* _ЗАДАНИЕ_:
Ответьте на вопросы по фрагменту ниже.
1. Чем, по словам фрагмента, различаются тварные вещи?
2. Чей цельный характер сопротивляется «присадке» в первом томе романа?
3. Спустя сколько лет Шмелев завершил второй том «Путей небесных»?

Но, может быть, подобные характеристики есть художественно-образное, символическое выражение духовных реалий? Ведь и в Писании, и в богословских текстах встречаются упоминания о «мире сем» и «мире ином», а земная жизнь образно сравнивается со «сном». Действительно, понятие мира в христианской онтологии многозначно, однако все подобные образы не имеют ничего общего с дуалистическими представлениями о двух субстанциальных началах – «мирах» материи и духа, света и тьмы и т. д. Мир как творение в христианстве един, поскольку весь сотворен Богом, тварные вещи различаются лишь природой: бесплотно-духовной или вещественно-материальной.
Попытка Шмелева воплотить некую религиозную философию не оказывает заметного влияния на собственно художественную ткань первого тома романа. Цельный характер Дариньки сопротивляется этой «присадке», она остается неординарной, но все же вполне живой, естественной натурой, православным церковным человеком.
Этого уже нельзя сказать о втором томе «Путей небесных», который, напомним, был завершен Шмелевым спустя 11 лет.

Данные для указания на названные объекты
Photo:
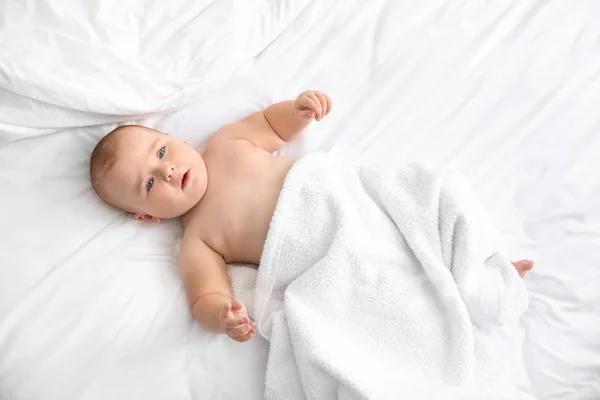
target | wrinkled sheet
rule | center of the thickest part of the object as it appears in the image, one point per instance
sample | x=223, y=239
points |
x=91, y=305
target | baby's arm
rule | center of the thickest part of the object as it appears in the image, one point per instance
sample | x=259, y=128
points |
x=209, y=291
x=280, y=122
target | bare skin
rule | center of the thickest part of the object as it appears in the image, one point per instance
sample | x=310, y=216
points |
x=225, y=197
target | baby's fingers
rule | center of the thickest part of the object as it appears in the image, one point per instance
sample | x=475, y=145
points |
x=323, y=102
x=318, y=109
x=246, y=337
x=235, y=322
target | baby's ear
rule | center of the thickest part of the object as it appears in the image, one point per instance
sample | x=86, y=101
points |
x=146, y=217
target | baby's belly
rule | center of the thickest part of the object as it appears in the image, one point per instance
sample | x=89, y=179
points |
x=250, y=227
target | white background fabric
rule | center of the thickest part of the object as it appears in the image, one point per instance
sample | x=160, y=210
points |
x=91, y=305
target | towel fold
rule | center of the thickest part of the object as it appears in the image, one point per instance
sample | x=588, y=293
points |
x=383, y=283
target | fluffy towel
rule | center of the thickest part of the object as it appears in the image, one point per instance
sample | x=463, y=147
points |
x=380, y=283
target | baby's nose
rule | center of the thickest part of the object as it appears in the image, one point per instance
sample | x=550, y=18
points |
x=168, y=172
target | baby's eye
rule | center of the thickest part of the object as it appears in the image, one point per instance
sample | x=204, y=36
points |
x=149, y=184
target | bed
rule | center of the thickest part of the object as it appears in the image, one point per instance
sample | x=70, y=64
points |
x=91, y=305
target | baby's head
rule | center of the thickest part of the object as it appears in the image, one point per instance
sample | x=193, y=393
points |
x=147, y=173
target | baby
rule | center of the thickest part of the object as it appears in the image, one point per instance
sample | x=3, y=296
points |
x=225, y=196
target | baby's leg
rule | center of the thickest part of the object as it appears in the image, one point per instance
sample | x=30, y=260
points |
x=523, y=266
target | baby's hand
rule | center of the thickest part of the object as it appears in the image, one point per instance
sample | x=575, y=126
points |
x=235, y=321
x=313, y=104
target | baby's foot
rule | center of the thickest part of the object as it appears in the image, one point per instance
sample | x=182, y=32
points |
x=523, y=266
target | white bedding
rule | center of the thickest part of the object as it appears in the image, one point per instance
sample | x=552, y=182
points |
x=91, y=305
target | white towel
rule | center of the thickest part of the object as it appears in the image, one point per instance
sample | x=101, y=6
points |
x=383, y=283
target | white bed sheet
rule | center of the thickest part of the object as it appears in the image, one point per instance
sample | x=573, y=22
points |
x=90, y=302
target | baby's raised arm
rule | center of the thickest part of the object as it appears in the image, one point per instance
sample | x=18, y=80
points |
x=280, y=122
x=209, y=291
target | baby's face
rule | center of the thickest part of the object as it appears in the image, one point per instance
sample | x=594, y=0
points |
x=156, y=175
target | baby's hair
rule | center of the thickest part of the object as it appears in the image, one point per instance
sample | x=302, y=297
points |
x=103, y=158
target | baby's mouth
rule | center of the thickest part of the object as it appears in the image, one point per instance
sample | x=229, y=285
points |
x=185, y=179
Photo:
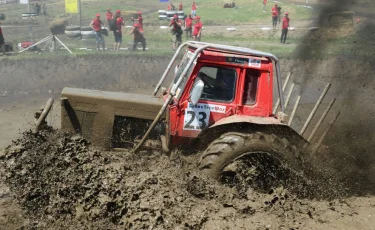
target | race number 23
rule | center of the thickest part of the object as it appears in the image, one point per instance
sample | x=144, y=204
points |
x=196, y=118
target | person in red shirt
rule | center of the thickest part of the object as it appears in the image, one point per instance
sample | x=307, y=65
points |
x=96, y=25
x=2, y=42
x=194, y=9
x=275, y=15
x=188, y=27
x=118, y=33
x=108, y=15
x=138, y=36
x=176, y=32
x=285, y=26
x=139, y=19
x=197, y=32
x=264, y=5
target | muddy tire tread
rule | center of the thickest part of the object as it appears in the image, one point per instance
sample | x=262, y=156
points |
x=231, y=145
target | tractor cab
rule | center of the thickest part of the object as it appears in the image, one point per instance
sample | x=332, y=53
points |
x=213, y=87
x=224, y=84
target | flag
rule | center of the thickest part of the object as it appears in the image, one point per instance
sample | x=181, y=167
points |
x=71, y=6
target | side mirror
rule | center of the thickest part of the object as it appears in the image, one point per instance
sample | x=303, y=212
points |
x=196, y=92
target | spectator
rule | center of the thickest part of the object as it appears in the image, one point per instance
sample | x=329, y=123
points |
x=138, y=36
x=279, y=14
x=96, y=25
x=264, y=5
x=176, y=32
x=139, y=19
x=285, y=27
x=2, y=42
x=37, y=9
x=274, y=16
x=188, y=27
x=194, y=9
x=118, y=32
x=108, y=15
x=44, y=10
x=197, y=29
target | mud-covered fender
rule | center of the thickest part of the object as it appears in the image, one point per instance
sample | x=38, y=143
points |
x=247, y=119
x=247, y=124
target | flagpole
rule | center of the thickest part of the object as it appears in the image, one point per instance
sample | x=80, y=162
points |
x=80, y=13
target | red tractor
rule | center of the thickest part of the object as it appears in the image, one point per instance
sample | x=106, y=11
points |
x=219, y=102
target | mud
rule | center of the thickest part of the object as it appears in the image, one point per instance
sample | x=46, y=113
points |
x=62, y=182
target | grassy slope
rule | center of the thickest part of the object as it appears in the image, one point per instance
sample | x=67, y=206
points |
x=247, y=12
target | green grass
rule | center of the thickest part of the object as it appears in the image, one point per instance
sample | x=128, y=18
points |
x=159, y=41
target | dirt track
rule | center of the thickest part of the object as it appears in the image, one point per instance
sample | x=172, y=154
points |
x=55, y=182
x=146, y=181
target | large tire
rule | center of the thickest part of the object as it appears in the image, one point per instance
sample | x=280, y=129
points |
x=233, y=146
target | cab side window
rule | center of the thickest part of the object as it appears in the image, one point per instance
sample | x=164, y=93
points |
x=219, y=83
x=251, y=86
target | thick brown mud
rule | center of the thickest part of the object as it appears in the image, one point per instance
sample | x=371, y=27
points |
x=61, y=182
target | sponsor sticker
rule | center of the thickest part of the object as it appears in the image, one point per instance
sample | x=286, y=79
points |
x=255, y=63
x=197, y=117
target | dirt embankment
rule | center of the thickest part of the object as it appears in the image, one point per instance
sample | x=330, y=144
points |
x=103, y=72
x=25, y=85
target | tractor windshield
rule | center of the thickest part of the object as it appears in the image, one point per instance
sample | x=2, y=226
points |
x=179, y=69
x=219, y=83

* _ОТВЕТ_:
1. Лишь природой: бесплотно-духовной или вещественно-материальной.
2. Характер Дариньки.
3. Спустя 11 лет.